**GIVEN INSTRUCTION**
Extract, verbatim, all lines starting at the one containing "Question. Mark every instance of the tree" and ending with the final line of the listing, and no others.

(Object location annotation data)
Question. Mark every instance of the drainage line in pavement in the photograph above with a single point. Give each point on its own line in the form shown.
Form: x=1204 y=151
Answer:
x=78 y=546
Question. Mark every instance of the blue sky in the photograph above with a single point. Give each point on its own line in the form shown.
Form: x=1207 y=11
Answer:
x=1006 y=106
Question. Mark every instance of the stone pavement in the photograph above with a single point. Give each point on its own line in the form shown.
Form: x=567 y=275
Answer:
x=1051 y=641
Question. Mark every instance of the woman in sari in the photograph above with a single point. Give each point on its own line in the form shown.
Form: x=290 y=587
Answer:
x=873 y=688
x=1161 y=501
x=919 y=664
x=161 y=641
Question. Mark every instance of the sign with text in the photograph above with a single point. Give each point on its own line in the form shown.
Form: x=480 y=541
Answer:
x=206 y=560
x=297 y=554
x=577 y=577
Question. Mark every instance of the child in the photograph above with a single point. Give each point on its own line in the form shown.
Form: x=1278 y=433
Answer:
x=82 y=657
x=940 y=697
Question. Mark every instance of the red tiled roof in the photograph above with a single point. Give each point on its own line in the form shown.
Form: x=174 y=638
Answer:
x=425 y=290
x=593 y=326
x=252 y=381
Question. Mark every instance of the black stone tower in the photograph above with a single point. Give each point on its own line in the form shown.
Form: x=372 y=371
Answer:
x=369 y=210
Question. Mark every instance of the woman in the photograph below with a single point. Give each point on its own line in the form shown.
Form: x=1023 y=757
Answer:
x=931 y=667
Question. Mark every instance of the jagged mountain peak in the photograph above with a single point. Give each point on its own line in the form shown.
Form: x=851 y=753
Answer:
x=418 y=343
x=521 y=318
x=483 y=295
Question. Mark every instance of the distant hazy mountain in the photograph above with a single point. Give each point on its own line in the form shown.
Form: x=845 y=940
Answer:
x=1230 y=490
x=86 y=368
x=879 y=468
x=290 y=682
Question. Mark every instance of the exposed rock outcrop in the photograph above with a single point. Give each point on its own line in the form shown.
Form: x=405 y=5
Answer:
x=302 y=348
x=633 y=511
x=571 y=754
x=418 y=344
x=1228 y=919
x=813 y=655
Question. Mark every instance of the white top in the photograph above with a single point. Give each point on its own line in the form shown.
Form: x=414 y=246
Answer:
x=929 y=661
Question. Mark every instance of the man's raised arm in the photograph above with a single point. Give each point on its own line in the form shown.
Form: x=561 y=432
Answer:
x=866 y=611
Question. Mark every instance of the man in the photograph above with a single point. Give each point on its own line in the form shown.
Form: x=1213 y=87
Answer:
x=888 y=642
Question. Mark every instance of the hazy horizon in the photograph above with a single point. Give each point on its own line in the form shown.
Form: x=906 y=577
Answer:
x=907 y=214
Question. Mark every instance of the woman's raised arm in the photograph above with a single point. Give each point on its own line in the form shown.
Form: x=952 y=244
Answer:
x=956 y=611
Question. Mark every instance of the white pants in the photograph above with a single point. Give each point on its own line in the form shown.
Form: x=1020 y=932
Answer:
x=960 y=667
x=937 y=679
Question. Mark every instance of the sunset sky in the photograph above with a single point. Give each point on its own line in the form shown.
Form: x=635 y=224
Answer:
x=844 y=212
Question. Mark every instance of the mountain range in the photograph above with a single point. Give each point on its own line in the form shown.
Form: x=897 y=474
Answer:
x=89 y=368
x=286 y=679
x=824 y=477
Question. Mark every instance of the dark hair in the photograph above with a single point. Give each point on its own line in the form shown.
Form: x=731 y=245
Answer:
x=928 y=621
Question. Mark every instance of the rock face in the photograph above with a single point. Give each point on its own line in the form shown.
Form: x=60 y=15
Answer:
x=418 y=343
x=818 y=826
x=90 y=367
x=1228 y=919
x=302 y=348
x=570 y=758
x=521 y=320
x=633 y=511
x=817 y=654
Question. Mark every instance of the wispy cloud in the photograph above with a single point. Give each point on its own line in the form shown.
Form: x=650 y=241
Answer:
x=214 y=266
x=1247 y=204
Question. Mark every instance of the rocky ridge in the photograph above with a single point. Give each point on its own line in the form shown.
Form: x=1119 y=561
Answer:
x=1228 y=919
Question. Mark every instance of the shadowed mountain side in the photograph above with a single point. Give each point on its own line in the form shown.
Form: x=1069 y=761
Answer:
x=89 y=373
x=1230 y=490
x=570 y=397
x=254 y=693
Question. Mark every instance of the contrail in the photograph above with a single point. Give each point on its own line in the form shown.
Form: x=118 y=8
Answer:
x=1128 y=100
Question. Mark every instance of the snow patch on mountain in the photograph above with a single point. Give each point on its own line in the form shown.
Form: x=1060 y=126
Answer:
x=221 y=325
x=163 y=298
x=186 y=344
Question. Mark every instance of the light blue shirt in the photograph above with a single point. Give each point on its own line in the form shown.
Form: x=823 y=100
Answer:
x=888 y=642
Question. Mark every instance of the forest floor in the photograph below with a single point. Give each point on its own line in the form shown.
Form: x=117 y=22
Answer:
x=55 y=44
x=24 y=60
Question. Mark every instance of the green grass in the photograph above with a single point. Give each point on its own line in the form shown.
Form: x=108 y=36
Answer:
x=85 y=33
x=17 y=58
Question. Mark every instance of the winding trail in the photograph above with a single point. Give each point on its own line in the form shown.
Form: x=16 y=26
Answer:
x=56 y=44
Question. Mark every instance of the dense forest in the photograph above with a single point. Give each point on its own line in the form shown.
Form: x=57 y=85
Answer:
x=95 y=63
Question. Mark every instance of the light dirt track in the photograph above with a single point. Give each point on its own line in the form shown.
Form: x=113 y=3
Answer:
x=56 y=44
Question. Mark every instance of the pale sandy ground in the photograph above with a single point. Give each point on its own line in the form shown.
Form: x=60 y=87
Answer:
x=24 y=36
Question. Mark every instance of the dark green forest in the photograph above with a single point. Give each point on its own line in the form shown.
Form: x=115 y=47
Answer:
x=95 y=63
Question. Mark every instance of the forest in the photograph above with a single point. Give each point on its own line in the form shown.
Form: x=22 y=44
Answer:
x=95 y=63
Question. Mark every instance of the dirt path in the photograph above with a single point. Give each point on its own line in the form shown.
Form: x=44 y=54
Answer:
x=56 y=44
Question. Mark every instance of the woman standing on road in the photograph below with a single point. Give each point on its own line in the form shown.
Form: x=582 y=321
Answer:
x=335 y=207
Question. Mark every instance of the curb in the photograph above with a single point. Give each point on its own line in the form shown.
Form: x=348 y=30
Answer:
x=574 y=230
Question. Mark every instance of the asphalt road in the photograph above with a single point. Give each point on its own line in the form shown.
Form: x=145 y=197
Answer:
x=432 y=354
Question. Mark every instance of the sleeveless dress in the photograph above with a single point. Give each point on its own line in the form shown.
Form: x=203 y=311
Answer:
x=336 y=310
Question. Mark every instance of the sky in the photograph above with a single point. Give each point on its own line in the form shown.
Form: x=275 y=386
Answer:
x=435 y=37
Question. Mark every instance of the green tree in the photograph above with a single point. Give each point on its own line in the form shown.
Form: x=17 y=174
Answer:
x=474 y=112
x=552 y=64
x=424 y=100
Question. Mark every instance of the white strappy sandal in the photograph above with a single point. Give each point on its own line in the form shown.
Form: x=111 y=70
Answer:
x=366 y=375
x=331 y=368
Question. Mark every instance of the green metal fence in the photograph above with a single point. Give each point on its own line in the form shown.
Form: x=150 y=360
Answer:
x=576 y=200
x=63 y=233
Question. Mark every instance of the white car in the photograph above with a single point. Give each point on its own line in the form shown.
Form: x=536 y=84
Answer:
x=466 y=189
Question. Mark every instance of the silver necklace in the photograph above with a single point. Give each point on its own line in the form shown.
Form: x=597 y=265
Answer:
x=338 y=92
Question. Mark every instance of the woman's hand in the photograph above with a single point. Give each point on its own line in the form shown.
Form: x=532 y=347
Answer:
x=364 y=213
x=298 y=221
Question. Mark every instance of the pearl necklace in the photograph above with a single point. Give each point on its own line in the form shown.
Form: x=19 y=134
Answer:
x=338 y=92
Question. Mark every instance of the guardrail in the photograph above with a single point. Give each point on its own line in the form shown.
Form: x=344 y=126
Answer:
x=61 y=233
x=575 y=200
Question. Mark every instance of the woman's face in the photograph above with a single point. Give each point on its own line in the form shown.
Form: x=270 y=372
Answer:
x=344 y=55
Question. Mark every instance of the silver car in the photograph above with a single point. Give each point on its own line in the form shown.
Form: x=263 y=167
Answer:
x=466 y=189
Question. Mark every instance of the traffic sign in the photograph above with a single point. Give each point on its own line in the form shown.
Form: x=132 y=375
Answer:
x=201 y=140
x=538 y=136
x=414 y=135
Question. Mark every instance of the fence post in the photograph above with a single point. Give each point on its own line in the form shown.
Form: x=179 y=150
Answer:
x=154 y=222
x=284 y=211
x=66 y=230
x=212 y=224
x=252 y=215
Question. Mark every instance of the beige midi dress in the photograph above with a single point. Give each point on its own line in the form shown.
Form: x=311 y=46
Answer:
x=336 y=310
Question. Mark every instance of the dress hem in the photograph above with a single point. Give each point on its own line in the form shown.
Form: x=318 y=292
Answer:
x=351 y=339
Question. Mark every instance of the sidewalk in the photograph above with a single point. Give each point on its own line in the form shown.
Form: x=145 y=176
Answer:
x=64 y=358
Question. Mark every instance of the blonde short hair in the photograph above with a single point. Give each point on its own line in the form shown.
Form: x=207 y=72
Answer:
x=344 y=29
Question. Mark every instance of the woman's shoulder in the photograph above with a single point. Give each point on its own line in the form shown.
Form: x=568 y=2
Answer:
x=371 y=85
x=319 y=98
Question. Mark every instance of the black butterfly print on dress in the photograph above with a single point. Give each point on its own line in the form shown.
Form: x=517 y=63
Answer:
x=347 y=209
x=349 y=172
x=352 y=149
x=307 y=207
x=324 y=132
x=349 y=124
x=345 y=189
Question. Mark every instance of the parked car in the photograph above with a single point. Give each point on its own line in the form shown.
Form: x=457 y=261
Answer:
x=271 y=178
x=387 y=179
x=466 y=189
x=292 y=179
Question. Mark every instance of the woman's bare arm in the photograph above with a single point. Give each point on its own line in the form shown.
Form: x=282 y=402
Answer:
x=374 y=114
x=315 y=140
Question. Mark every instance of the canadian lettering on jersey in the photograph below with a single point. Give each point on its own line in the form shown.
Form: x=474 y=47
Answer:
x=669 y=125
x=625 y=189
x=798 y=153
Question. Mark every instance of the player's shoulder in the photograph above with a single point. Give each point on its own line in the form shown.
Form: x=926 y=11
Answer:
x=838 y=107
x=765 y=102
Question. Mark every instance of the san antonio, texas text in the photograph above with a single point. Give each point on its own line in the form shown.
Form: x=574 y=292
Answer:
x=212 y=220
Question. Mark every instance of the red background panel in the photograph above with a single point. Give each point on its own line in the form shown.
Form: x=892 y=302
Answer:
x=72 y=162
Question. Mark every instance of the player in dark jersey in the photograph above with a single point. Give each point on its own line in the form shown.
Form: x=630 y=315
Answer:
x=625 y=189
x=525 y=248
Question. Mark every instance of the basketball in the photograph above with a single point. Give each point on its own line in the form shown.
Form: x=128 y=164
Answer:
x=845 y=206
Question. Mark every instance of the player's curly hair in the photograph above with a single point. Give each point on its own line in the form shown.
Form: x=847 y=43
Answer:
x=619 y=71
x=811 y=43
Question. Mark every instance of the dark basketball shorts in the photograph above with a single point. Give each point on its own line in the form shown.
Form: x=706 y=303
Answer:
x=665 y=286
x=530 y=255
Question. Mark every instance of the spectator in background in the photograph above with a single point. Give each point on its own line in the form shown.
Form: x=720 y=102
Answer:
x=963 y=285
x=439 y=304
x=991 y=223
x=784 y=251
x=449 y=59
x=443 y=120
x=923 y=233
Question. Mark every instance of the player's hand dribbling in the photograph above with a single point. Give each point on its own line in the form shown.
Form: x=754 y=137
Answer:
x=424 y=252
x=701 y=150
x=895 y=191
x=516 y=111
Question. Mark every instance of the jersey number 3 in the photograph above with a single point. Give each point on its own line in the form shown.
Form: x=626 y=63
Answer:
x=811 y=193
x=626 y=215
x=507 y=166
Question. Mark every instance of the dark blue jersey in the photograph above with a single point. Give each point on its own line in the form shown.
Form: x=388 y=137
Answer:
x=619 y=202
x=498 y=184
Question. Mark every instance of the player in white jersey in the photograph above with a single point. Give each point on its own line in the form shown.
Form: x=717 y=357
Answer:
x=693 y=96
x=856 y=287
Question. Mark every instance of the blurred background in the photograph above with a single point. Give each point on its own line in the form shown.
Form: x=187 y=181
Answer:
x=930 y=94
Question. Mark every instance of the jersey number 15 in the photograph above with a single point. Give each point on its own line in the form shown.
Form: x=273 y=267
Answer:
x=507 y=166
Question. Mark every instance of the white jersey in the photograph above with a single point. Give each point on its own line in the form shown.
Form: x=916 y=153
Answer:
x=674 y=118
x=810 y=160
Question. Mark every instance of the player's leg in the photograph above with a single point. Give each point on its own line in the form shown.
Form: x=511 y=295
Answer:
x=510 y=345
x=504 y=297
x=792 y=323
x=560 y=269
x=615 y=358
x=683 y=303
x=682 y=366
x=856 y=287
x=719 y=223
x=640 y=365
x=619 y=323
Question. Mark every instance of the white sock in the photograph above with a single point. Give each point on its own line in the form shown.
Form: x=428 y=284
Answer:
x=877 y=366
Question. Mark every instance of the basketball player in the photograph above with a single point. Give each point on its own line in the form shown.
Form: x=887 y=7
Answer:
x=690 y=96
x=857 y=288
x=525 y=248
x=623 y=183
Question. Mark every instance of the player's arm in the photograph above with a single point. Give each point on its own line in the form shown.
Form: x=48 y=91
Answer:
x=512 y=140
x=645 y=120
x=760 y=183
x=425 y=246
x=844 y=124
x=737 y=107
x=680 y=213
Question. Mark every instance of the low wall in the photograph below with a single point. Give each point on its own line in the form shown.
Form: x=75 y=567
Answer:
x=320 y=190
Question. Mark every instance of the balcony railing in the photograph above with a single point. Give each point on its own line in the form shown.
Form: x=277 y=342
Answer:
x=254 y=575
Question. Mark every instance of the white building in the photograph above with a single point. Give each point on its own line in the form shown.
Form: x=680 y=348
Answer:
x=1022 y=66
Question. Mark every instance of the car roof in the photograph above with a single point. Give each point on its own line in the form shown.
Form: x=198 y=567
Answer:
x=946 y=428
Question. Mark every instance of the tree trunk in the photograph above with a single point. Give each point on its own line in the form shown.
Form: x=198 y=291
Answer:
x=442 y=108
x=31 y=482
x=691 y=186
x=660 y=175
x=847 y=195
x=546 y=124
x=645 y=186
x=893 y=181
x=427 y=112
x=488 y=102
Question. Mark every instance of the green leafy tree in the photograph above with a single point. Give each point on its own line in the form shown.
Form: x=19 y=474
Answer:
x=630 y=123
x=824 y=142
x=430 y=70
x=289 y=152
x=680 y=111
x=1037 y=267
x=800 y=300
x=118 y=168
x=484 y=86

**EXERCISE ANSWER**
Question. Mark every instance of the tree trunk in the photograph above with a single point. Give each point on its own line in the form shown.
Form: x=198 y=291
Answer:
x=442 y=108
x=31 y=482
x=691 y=186
x=660 y=175
x=847 y=195
x=546 y=124
x=645 y=186
x=893 y=181
x=427 y=112
x=488 y=102
Question. Mark every instance of the green leafy tree in the photograph above with a single point. Give each point on its own line in the form shown.
Form: x=19 y=474
Answer:
x=630 y=123
x=824 y=142
x=430 y=70
x=289 y=152
x=680 y=111
x=1037 y=267
x=800 y=300
x=118 y=168
x=484 y=86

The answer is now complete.